I'd like the entries reproduced exactly, with the images omitted.

Saved data entries:
-=-=-=-=-
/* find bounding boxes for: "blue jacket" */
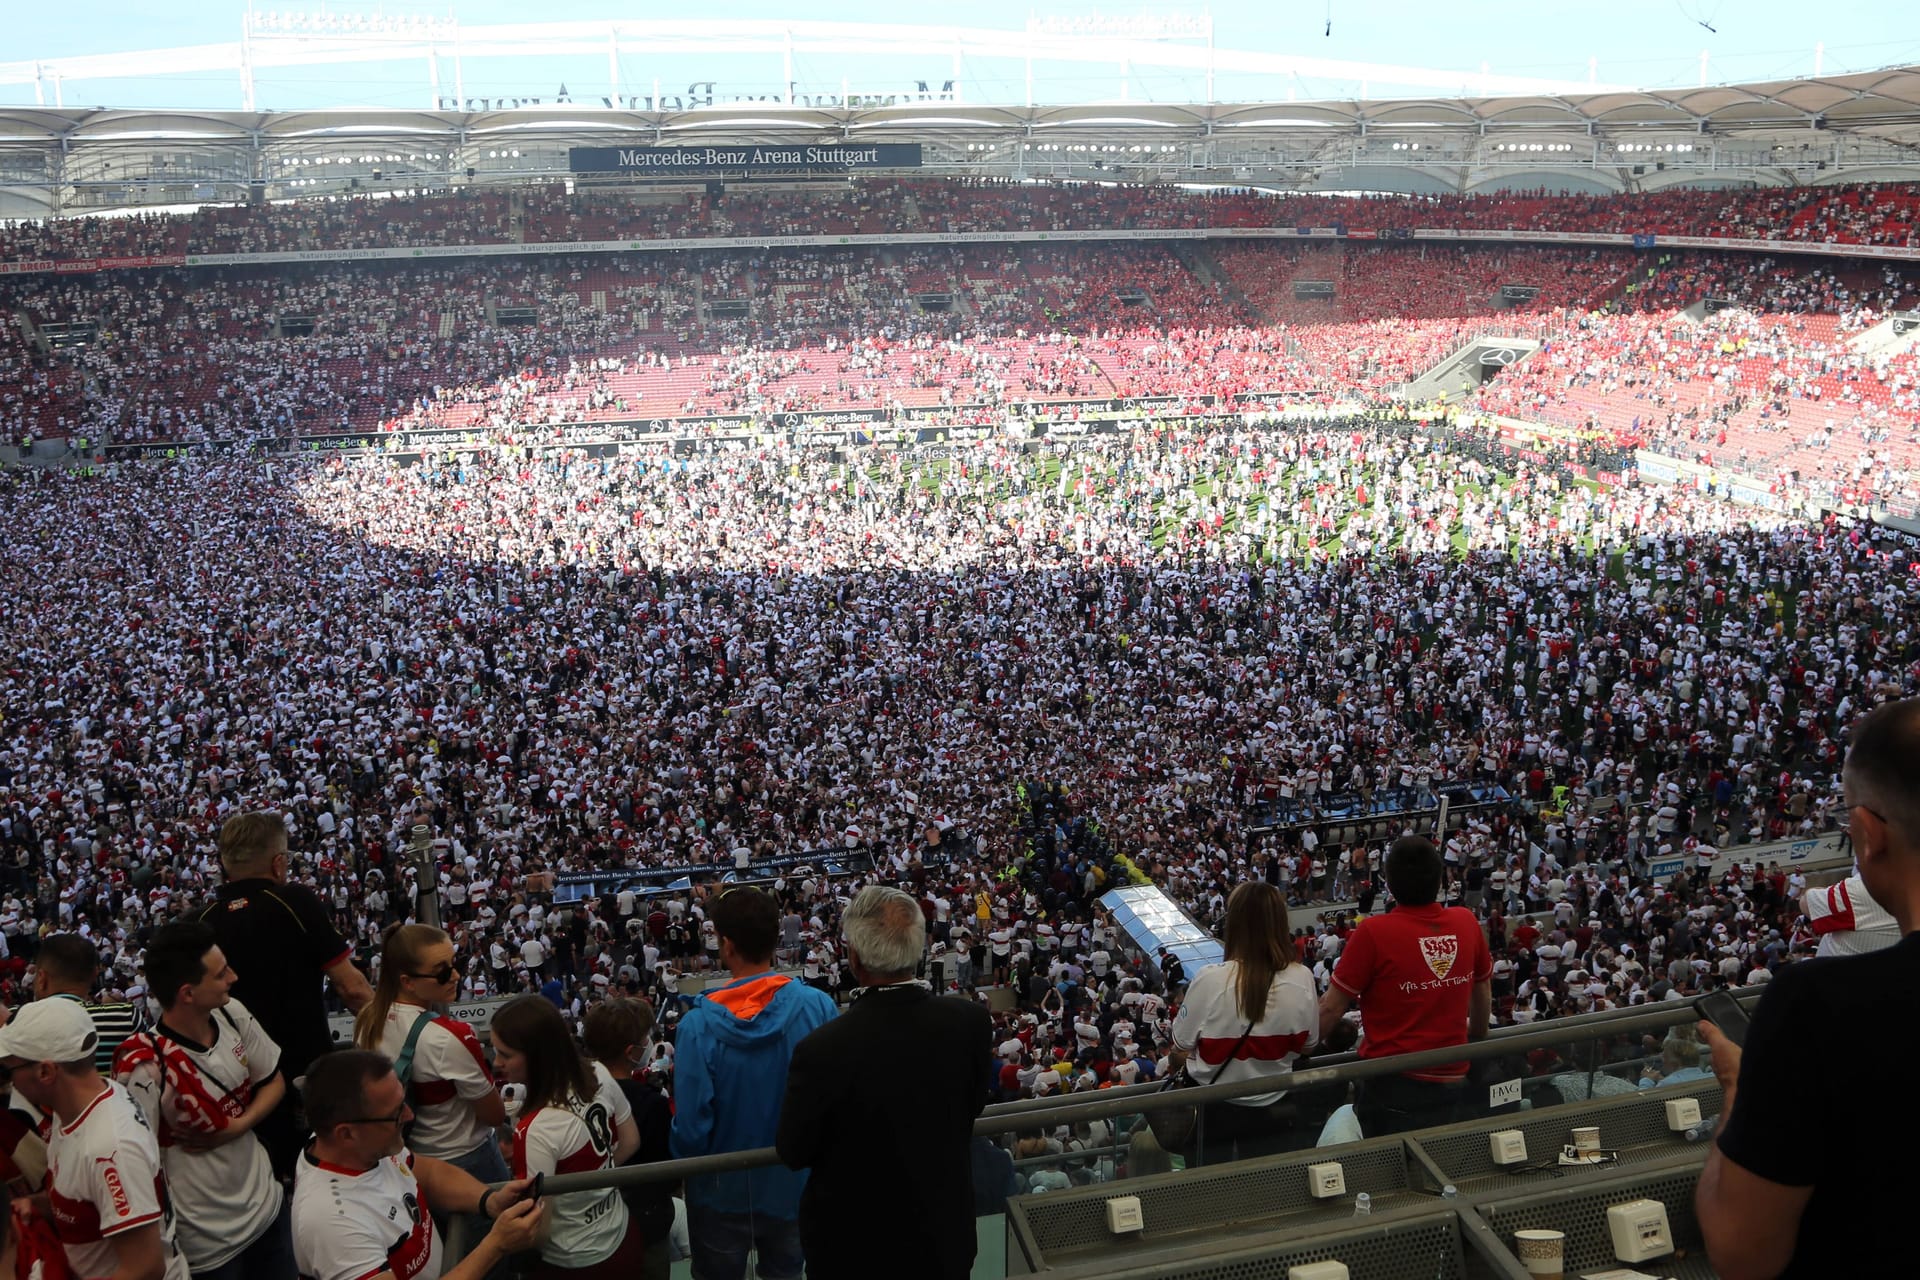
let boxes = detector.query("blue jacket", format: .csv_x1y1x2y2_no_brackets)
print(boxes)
670,971,837,1216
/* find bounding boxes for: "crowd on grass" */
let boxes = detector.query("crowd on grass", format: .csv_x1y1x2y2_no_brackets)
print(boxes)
3,416,1915,1125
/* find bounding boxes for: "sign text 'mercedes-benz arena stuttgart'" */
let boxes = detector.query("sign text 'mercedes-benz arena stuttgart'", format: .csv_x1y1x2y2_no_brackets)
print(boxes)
570,143,924,175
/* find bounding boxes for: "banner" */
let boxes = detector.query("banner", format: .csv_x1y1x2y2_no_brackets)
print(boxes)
104,392,1260,463
776,407,886,430
329,998,507,1046
1632,234,1657,249
1648,833,1848,882
569,143,923,174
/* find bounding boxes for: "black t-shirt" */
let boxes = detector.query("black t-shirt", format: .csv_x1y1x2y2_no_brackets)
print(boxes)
193,877,353,1077
1716,932,1920,1278
613,1078,675,1239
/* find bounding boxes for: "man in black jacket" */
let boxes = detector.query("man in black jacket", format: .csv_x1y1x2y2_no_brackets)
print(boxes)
777,885,992,1280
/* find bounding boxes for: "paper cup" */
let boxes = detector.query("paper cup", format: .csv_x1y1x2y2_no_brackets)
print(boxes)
1571,1126,1601,1155
1514,1228,1565,1280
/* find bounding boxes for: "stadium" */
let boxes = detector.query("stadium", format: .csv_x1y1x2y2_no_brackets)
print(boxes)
-=-=-=-=-
** Answer box **
/* find bounding boxes for: "blue jacket" */
let boxes = detector.query("blue jacket", format: .csv_x1y1x2y2_no_brackets)
print(boxes)
670,971,837,1216
/* find bounding boxes for: "crowd on grass" */
let boxes = detector.query("crowd on grass", format: .csv_x1y1x2y2_no_brackets)
print(boxes)
3,416,1915,1125
/* find bounding boxes for: "sign text 'mercedes-benz arena stuttgart'" */
let boxes = detector.query("sign text 'mercedes-benz arena stuttgart'", format: .csv_x1y1x2y2_no_brackets)
print(boxes)
570,143,924,175
/* find bounding boxes for: "banner" */
let boxes = detector.query("banner", format: .csv_x1y1x2y2_no_brackets)
print(boxes)
104,392,1260,463
776,407,886,430
329,998,507,1046
1632,234,1657,249
1648,833,1848,882
569,143,923,174
/* find bounding boxes for: "black t-shirt" */
let boxes = detector.query("black t-shirt", format: .csv_x1y1x2y2_no_brackets)
print(boxes)
193,877,353,1077
1716,932,1920,1278
613,1078,675,1239
/* find bounding boxes for: "man in black jacket" */
let boxes = detector.query("man in black jacket", format: .csv_x1y1x2y2_no_brackets)
print(boxes)
777,885,992,1280
/* find bounding boxes for: "paper cup" */
let boxes = detector.query("paper cup", format: .csv_x1y1x2y2_no_brackets)
print(boxes)
1571,1126,1601,1155
1514,1228,1565,1280
/* find bounding boxes for: "stadium" */
let boxes = detector.query("stadium", format: .csv_x1y1x2y2_no_brackets)
print(boxes)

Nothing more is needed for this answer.